An exact transcript of all the records is required, with nothing left out.

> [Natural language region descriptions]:
***

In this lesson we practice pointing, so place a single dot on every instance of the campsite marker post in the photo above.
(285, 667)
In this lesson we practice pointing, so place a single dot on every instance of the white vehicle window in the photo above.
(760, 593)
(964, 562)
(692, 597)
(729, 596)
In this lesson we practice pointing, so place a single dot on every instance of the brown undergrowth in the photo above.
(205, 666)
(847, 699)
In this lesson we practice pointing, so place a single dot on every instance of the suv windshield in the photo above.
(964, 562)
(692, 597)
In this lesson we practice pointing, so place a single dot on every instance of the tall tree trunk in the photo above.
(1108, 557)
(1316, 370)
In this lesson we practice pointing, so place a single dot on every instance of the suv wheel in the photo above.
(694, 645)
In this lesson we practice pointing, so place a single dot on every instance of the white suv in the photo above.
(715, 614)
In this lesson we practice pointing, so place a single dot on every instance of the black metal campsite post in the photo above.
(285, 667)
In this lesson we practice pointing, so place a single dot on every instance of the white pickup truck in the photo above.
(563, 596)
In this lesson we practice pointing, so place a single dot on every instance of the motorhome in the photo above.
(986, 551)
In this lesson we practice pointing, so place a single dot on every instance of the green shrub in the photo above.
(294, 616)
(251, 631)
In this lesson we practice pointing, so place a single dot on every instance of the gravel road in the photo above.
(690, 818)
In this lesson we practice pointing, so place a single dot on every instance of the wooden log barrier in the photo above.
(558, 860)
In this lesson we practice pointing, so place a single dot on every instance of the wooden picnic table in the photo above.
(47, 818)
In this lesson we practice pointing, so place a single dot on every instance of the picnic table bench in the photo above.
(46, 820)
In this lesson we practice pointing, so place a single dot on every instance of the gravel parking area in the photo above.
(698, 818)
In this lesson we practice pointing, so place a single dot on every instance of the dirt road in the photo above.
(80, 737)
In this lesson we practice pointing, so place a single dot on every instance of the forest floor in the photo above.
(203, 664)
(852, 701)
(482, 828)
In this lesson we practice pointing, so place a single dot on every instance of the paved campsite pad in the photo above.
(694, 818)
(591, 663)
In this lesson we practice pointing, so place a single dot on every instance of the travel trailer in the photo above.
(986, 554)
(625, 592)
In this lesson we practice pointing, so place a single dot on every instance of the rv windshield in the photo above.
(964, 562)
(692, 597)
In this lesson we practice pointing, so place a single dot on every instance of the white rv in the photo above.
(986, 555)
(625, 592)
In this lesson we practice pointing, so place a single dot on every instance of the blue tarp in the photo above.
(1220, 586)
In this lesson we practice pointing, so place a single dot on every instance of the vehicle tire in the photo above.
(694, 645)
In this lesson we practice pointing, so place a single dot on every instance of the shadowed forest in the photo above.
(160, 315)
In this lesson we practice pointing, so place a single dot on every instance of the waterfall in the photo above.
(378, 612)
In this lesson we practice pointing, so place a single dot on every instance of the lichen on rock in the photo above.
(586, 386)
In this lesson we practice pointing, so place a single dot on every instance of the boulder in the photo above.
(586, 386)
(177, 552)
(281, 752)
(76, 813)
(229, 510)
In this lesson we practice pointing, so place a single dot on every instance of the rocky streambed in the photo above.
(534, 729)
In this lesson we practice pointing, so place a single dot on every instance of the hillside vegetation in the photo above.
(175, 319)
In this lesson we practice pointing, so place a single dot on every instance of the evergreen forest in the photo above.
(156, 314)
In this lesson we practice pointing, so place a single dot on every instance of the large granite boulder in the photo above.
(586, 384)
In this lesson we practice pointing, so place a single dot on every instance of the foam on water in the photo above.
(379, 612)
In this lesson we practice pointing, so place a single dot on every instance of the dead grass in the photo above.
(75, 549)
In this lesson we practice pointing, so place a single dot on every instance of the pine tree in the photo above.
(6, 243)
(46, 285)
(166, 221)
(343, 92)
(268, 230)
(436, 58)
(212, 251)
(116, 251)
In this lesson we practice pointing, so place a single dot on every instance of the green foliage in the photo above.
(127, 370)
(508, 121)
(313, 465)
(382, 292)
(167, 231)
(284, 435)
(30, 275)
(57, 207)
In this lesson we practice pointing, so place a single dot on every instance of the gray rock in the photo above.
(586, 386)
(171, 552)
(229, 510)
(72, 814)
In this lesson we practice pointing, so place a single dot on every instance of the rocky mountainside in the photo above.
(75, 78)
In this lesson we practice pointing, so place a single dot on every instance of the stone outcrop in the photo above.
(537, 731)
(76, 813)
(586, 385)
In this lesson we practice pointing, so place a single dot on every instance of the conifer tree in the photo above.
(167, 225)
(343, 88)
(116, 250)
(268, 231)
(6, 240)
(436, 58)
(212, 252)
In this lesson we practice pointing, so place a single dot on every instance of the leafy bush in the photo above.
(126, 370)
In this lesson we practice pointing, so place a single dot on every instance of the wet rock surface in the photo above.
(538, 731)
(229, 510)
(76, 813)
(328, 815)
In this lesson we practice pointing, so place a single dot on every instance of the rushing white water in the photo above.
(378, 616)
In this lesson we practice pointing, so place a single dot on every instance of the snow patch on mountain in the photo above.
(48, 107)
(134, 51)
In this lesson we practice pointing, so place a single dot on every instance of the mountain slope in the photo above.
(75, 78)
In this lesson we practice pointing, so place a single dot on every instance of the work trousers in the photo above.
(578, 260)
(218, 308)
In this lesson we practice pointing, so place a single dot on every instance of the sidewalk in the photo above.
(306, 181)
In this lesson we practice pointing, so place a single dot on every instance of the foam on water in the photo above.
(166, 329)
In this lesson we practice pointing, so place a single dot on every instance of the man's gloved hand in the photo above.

***

> [Exercise output]:
In this lesson we practice pointing, so place a single dot on every instance of the campsite marker post in the photo above.
(285, 667)
In this lesson we practice pointing, so place a single dot on every instance of the white vehicle window in the photo above.
(760, 593)
(964, 562)
(692, 597)
(729, 596)
In this lesson we practice pointing, so place a single dot on every instance of the brown undergrowth in the photo above.
(205, 666)
(847, 699)
In this lesson we practice pointing, so place a single dot on every instance of the suv windshield in the photo above.
(964, 562)
(692, 597)
In this lesson we practice pointing, so place a single dot on every instance of the tall tree trunk in the photo above.
(1108, 557)
(1316, 370)
In this lesson we practice pointing, so place a single dot on every instance of the suv wheel in the photo above.
(694, 645)
In this lesson we practice pointing, so place a single dot on every instance of the white suv in the photo above.
(715, 614)
In this lesson we practice pointing, so place a single dot on every instance of the black metal campsite post in the photo above.
(285, 667)
In this lesson we practice pointing, so place a single dot on every instance of the white pickup truck in the photo above.
(563, 596)
In this lesson we practice pointing, so place a single dot on every instance of the motorhome in the photo above.
(986, 551)
In this lesson we practice pointing, so place a single dot on every instance of the green shrub in the photo above.
(294, 616)
(251, 631)
In this lesson we practice pointing, so place a single dot on every instance of the gravel road in the photo above.
(690, 818)
In this lesson we practice pointing, so place a single dot on every instance of the wooden log barrier in the photo above.
(558, 860)
In this lesson we practice pointing, so place a single dot on every instance of the wooden picnic table in the photo above.
(47, 818)
In this lesson we practice pointing, so place a single dot on every instance of the picnic table bench in the photo above.
(46, 820)
In this lesson we practice pointing, so place a single dot on every instance of the gravel parking area in the photo above.
(698, 818)
In this lesson we practice pointing, so place a single dot on every instance of the dirt road in the photo above.
(80, 737)
In this lesson we practice pointing, so place a single dot on every instance of the forest floor in the photo above.
(203, 664)
(852, 701)
(482, 828)
In this lesson we practice pointing, so place a single dot on every instance of the paved campsite pad in the photo above.
(694, 818)
(591, 663)
In this lesson we practice pointing, so place a single dot on every instance of the travel trailer in the photo above.
(986, 554)
(625, 592)
In this lesson we practice pointing, so place a single dot on every instance of the rv windshield in the photo above.
(964, 562)
(692, 597)
In this lesson we practice pointing, so place a single dot on every instance of the white rv in the photo above.
(986, 555)
(625, 592)
In this lesson we practice pointing, so place a single dot on every instance of the blue tarp in the photo above.
(1220, 586)
In this lesson we practice pointing, so place a single dot on every instance of the vehicle tire in the photo above.
(694, 645)
In this lesson we practice pointing, so place a single dot on every instance of the shadowed forest in the photo above.
(160, 315)
In this lesson we practice pointing, so place a single dot on every instance of the waterfall in the photo above.
(378, 612)
In this lesson we practice pointing, so place a single dot on every instance of the lichen on rock in the photo above.
(586, 386)
In this lesson we practice pointing, so place a single dot on every instance of the boulder in the photo above.
(586, 386)
(177, 552)
(281, 752)
(76, 813)
(229, 510)
In this lesson we practice pointing, so place a single dot on every instance of the rocky streambed in the photo above.
(534, 729)
In this lesson we practice pointing, so place a single dot on every instance of the hillside vegetation in the photo above.
(175, 319)
In this lesson we practice pointing, so place a single dot on every instance of the evergreen forest in the photo above.
(156, 314)
In this lesson we practice pointing, so place a single dot on every instance of the large granite boulder in the photo above.
(586, 384)
In this lesson we practice pointing, so place a single dot on every instance of the foam on water in the photo above.
(379, 612)
In this lesson we practice pointing, so place a single dot on every instance of the dead grass in the photo above.
(75, 549)
In this lesson we practice pointing, so place a single dot on every instance of the pine tree in the photo above.
(6, 243)
(46, 285)
(166, 221)
(343, 92)
(268, 230)
(436, 58)
(212, 251)
(116, 251)
In this lesson we practice pointing, so place a single dot on every instance of the green foliage in the photo above.
(127, 370)
(508, 121)
(313, 465)
(382, 292)
(167, 231)
(284, 435)
(30, 275)
(57, 207)
In this lesson we practice pointing, so place a single dot on every instance of the gray rock in the photo above.
(586, 386)
(171, 552)
(229, 510)
(72, 814)
In this lesson we practice pointing, so place a single dot on every instance of the rocky mountainside in the photo above.
(75, 78)
In this lesson we practice pointing, so place a single dot on every instance of the stone outcrop in the photo above.
(537, 731)
(76, 813)
(586, 385)
In this lesson we practice pointing, so place a single dot on every instance of the conifer tree in the photo above.
(167, 225)
(343, 88)
(116, 250)
(268, 231)
(6, 240)
(436, 58)
(212, 252)
In this lesson we practice pointing, so place a single dot on every instance of the leafy bush in the photo above.
(126, 370)
In this lesson we practice pointing, so place a single dot on every instance of the wet rock surface in the photo above.
(538, 731)
(229, 510)
(76, 813)
(328, 815)
In this lesson we practice pointing, so place a single dot on every instance of the rushing white water in the photo above.
(378, 616)
In this lesson we practice pointing, so place a single dot on every instance of the snow patch on mountain in the photo above.
(48, 107)
(134, 51)
In this lesson we practice pointing, so place a single dot on every instance of the mountain slope in the photo above.
(75, 78)
In this lesson we practice pointing, so place a single dot on every instance of the work trousers in the photo above.
(578, 260)
(218, 308)
In this lesson we practice pointing, so place a single dot on every instance of the sidewalk in the photo above.
(306, 181)
In this lesson we practice pointing, so place a single dot on every instance of the foam on water in the photo above.
(166, 329)
In this lesson we practice pointing, so place a single dot on every instance of the man's gloved hand in the photo above.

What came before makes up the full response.